Goal of the exercise: Return exactly those lines of the material below that fall between the line holding "Objective — one marker per instance of the maroon" and the line holding "Objective — one marker per instance of the jacket", inclusive.

'''

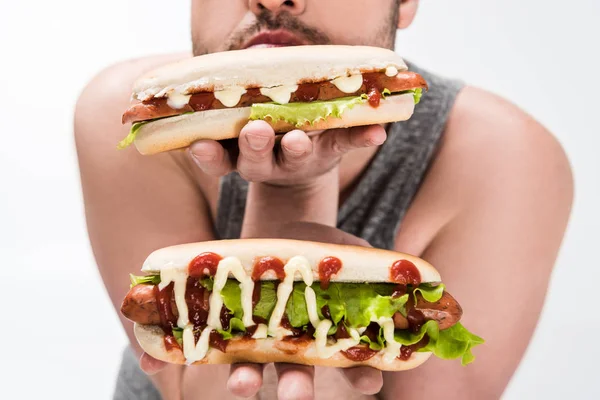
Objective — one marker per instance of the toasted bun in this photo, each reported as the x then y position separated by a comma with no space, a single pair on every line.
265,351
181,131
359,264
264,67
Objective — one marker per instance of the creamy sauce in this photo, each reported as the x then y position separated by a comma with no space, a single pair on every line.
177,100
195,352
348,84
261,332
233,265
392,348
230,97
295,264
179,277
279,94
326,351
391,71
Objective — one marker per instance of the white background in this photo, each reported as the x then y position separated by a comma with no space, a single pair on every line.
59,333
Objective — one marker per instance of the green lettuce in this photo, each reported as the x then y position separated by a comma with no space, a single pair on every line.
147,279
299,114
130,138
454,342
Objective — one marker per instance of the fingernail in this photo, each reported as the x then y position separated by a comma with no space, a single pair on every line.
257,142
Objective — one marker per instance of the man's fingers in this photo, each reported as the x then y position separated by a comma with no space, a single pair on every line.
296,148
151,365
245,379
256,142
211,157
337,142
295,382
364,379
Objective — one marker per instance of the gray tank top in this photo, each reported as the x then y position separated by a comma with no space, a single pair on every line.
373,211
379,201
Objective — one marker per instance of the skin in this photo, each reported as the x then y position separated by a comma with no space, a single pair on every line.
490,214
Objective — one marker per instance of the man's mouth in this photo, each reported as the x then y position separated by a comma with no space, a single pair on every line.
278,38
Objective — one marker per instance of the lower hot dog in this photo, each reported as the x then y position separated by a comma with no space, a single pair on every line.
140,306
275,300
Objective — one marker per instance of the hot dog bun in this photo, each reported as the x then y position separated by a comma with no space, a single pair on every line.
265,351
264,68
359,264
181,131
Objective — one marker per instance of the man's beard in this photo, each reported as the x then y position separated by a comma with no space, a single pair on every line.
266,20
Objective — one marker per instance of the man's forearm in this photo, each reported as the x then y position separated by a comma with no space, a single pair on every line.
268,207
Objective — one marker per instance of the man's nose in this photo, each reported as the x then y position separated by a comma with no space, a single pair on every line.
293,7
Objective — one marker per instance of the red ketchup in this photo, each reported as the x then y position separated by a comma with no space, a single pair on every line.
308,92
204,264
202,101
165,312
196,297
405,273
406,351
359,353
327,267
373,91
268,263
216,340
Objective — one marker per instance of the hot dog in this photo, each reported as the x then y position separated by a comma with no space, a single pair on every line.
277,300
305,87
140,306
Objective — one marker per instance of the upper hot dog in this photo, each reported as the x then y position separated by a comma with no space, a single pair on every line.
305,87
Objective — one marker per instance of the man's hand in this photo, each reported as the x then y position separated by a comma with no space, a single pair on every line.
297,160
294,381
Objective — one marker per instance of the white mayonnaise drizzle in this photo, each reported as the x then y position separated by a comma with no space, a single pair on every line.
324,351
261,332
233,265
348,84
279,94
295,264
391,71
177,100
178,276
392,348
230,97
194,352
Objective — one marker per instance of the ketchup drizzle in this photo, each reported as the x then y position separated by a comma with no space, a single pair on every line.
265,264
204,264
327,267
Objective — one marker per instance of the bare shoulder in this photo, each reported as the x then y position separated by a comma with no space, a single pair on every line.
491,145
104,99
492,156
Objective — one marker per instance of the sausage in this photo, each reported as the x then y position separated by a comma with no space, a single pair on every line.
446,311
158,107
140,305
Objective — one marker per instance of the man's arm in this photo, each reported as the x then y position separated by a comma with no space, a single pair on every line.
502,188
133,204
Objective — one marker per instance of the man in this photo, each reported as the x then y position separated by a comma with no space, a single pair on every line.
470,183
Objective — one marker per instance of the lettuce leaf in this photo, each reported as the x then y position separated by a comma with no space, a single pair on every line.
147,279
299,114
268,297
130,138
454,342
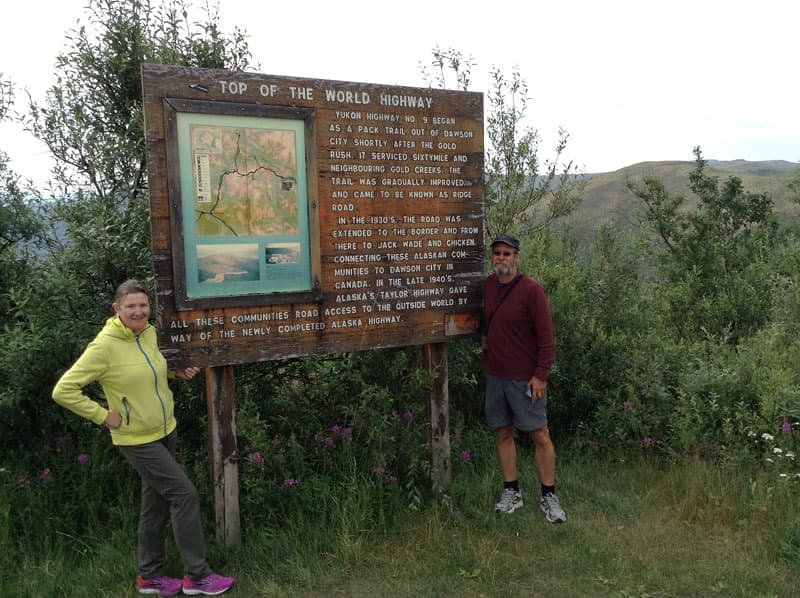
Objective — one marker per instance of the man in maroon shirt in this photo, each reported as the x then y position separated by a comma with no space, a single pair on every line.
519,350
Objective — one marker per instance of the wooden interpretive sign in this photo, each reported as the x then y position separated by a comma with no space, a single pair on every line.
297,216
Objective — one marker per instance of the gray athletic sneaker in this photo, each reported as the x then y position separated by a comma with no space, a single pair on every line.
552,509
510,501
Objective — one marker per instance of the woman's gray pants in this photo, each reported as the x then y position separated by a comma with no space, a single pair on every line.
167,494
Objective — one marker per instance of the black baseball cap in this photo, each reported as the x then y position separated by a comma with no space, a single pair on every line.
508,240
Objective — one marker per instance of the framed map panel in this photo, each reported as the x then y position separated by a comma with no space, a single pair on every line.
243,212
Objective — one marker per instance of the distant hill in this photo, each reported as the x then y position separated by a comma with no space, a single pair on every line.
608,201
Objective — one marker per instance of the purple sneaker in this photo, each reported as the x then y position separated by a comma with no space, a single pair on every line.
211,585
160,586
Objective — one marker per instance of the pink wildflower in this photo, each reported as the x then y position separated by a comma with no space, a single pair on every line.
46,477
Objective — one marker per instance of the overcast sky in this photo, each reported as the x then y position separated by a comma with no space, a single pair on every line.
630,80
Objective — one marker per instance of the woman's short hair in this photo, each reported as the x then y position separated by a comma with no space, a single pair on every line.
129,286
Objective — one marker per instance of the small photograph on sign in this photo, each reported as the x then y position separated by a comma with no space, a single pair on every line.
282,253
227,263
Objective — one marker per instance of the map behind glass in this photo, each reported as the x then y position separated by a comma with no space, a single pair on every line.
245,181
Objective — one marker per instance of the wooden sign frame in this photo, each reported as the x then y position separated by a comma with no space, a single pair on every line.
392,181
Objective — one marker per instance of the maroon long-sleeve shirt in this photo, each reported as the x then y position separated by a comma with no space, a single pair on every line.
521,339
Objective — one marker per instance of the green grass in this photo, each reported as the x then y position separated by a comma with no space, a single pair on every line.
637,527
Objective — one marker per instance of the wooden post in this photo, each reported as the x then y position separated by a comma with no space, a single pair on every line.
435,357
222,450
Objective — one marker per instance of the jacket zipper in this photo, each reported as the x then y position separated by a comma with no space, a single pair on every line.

'''
'''

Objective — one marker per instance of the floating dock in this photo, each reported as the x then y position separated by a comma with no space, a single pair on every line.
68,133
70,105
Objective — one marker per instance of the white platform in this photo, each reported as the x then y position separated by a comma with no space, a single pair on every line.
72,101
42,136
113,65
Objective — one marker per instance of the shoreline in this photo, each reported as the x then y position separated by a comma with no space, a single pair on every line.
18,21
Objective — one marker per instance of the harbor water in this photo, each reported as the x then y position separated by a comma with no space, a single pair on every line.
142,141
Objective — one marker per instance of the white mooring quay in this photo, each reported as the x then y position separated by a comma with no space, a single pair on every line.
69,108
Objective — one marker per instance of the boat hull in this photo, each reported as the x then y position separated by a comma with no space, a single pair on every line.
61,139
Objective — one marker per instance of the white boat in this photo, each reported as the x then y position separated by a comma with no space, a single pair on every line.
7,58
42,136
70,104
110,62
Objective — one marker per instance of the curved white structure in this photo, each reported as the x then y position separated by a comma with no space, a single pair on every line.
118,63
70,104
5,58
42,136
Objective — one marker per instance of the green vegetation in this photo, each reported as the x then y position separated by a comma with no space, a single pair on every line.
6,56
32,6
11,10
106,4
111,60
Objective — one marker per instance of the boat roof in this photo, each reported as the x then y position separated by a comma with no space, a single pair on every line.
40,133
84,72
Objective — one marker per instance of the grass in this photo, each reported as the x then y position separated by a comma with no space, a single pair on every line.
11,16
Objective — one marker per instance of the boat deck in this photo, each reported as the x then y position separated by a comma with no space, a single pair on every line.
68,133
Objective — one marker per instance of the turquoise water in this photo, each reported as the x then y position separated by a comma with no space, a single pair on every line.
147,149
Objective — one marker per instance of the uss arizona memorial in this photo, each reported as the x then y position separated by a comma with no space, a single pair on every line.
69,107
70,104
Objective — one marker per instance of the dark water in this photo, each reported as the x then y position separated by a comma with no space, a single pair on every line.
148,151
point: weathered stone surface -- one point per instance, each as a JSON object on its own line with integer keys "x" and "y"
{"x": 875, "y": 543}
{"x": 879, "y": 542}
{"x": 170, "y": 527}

'''

Output for this exercise:
Objective — one marker per instance of the maroon long-sleeve shirt in this photo, each reported as the x then y position separated by a comma with no space, a single pair on every line.
521,339
Objective — one marker per instance of the green grass in this photo, each reported as the x then y position separated by a comma with no space, a single pair on every line.
637,527
Objective — one marker per instance of the wooden post in this photo, each reported as the x then y position separated by a comma with no space, a single pair on every line.
435,357
222,450
Objective — one marker per instance of the jacket zipper in this photo, each reported as the x then y position separated by a comma with no space, a single pair on every line.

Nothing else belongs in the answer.